» **Text excerpt**
════════════════════
Art/Life Blog
The Weight of a Nation is a piece that came to fruition during a particular time when I found myself in a shared, but empty and open studio with clean wooden floors and lots of light. The work was produced in part, as the photographs have yet to be printed in the format desired. The piece never found an exhibition space. This is an installation made out of three elements presented simultaneously.
The first element is a series of photographs that I took of myself with my trusted 35 mm Pentax camera and a long shutter release. In the pictures, I am dressed with a long black dress and black suede shoes. The images are ‘performatic’ and show me interacting with a map of Argentina made out of lead.
The second element is the actual map of about one inch in thickness and four feet in length: soft lead and pliable (and probably toxic, in retrospect).
The third element is a video of me carrying the map on my back and walking back and forth in front of a white wall.
The actual installation presents on one hand the life size prints pinned on the walls of the space. In the center of the space is the lead map placed on the floor, and lastly on the wall opposite to the entrance of the space, the audience sees the video projected on a loop.
As an immigrant to this country from the age of eighteen onwards I felt then, and maybe now too, the ‘weight’ of my country of origin in a literal way. The photographs show a love affair relationship that is simultaneously painful, funny, sexy and heavy to carry. And carrying it I do as an immigrant, the country of my birth is always present in a visceral way. The work is about memory, emigration and longing.
════════════════════
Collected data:
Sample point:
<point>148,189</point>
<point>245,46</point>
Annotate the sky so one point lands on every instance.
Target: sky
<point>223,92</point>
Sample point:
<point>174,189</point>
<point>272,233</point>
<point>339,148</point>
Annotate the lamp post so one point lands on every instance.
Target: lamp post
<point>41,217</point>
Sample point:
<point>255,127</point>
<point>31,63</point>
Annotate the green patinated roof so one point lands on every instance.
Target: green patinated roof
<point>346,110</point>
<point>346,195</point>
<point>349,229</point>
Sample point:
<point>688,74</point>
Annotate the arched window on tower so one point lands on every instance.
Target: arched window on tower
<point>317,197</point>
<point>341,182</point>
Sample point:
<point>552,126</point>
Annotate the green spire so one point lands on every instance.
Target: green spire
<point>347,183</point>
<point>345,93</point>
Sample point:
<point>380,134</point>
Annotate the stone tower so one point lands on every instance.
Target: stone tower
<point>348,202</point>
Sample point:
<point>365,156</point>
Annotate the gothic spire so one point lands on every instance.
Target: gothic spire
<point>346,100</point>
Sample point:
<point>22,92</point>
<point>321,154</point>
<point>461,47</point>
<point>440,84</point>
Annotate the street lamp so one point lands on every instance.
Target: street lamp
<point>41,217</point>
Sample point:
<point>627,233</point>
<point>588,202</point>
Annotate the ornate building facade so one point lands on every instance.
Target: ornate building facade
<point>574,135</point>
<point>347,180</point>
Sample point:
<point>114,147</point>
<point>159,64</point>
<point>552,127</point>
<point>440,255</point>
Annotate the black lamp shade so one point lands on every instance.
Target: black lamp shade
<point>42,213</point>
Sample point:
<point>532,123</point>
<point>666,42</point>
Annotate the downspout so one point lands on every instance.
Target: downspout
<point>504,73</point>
════════════════════
» **Your goal**
Quote the entire text of the art blog post about The Weight of a Nation word for word.

» **Written answer**
Art/Life Blog
The Weight of a Nation is a piece that came to fruition during a particular time when I found myself in a shared, but empty and open studio with clean wooden floors and lots of light. The work was produced in part, as the photographs have yet to be printed in the format desired. The piece never found an exhibition space. This is an installation made out of three elements presented simultaneously.
The first element is a series of photographs that I took of myself with my trusted 35 mm Pentax camera and a long shutter release. In the pictures, I am dressed with a long black dress and black suede shoes. The images are ‘performatic’ and show me interacting with a map of Argentina made out of lead.
The second element is the actual map of about one inch in thickness and four feet in length: soft lead and pliable (and probably toxic, in retrospect).
The third element is a video of me carrying the map on my back and walking back and forth in front of a white wall.
The actual installation presents on one hand the life size prints pinned on the walls of the space. In the center of the space is the lead map placed on the floor, and lastly on the wall opposite to the entrance of the space, the audience sees the video projected on a loop.
As an immigrant to this country from the age of eighteen onwards I felt then, and maybe now too, the ‘weight’ of my country of origin in a literal way. The photographs show a love affair relationship that is simultaneously painful, funny, sexy and heavy to carry. And carrying it I do as an immigrant, the country of my birth is always present in a visceral way. The work is about memory, emigration and longing.